## TASKS TO PERFORM
• a. According to the forum post about Keystone trailer delamination, how long has the writer owned the Keystone?
• b. In the forum post about Keystone trailer delamination, copy the part that opens with the words containing "Now I have read" and closes with "mention the attorney.".
• c. Write what comes next in the forum post about Keystone trailer delamination, picking up after its final sentence.

[TEXT PROVIDED start]

Now I have read countless stories on here about owners facing delam problems and have seen where Keystone has stepped up in some instances, and not in others (more not than anything). As I sit here and contemplate future conversations with Keystone that I'm sure I will have, I began wondering if anyone has contemplated a class-action law suit against them? Obviously this is a design flaw that Keystone is well aware of, yet they continue with their normal assembly and manufacturing process with no changes being made. I would be very interested to know how many members of this forum have faced this issue and whether it was resolved....... via Keystone footing the bill or the owner coming out of pocket. Finding an attorney to handle the case I'm sure would be a breeze....... so many owners with problems translates into big $$$$ for Keystone..... not to mention the attorney.

I have owned my Keystone for 1 1/2 years and I am the original owner. I personally didn't expect to spend 20K on a TT that in a little over a year might need an entire new end cap......... So, before I let my dealer look at this and start the arduous journey that I know is inevitable, I figured I would check here first.

If this is a delam issue, either Keystone steps up......... or Mikey looks to hit em where it hurts!

[TEXT PROVIDED end]
[EXTRACTED DATA start]

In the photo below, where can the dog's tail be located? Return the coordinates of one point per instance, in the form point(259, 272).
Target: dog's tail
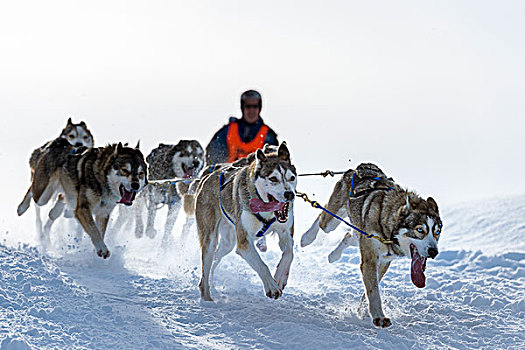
point(188, 203)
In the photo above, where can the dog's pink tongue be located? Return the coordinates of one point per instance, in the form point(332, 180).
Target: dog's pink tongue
point(417, 269)
point(258, 206)
point(127, 197)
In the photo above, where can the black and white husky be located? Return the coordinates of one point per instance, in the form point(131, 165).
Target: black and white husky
point(93, 181)
point(77, 135)
point(181, 161)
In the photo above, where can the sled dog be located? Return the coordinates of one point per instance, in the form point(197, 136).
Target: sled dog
point(77, 135)
point(188, 200)
point(410, 225)
point(234, 206)
point(92, 182)
point(182, 161)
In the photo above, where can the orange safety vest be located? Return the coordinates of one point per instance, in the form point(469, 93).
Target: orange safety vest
point(238, 149)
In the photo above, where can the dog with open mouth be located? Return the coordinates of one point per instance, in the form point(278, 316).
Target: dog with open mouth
point(93, 181)
point(236, 205)
point(407, 225)
point(184, 160)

[EXTRACTED DATA end]

## ANSWERS
• a. One and a half years.

• b.
Now I have read countless stories on here about owners facing delam problems and have seen where Keystone has stepped up in some instances, and not in others (more not than anything). As I sit here and contemplate future conversations with Keystone that I'm sure I will have, I began wondering if anyone has contemplated a class-action law suit against them? Obviously this is a design flaw that Keystone is well aware of, yet they continue with their normal assembly and manufacturing process with no changes being made. I would be very interested to know how many members of this forum have faced this issue and whether it was resolved....... via Keystone footing the bill or the owner coming out of pocket. Finding an attorney to handle the case I'm sure would be a breeze....... so many owners with problems translates into big $$$$ for Keystone..... not to mention the attorney.

• c.
----------



## raynardo (Jun 8, 2007)

I was one of the fortunate ones, mine was repaired under warranty.

But the issue you raise needs to be discussed with an attorney specializing in class action lawsuits. I would guess, though, that any attorney would recommend that you at least petition Keystone for repairs of a known problem. If Keystone refuses, then you have a case, and a pretty good one as well. This group would probably be a good resource for not only similar stories, but people wishing to participate in any class action suit brought forth.


----------



## Sayonara (Jul 23, 2007)

Do we have a list or poll started of those who have had delam issues ? It would be interesting to see which models it is more prevelant on.... or maybe it is across the lineup.


----------



## skippershe (May 22, 2006)

While on the phone with Keystone last week about another member's plight with an out of warranty situation, I was told that they (Keystone) will usually extend an extra 6 month courtesy window on mfg defects.

You might want to call them and see what they have to say...


----------



## FraTra (Aug 21, 2006)

You can count me In!

My 2007 25RSS has had several issues including delam. Fortunantly for me it was within the first year and Keystone had to cover it. Now that my warranty is out I'm not looking forward to the next major issue. My front end cap was replaced and I have heard of replacements delaming also.


----------



## Rollrs45 (May 7, 2007)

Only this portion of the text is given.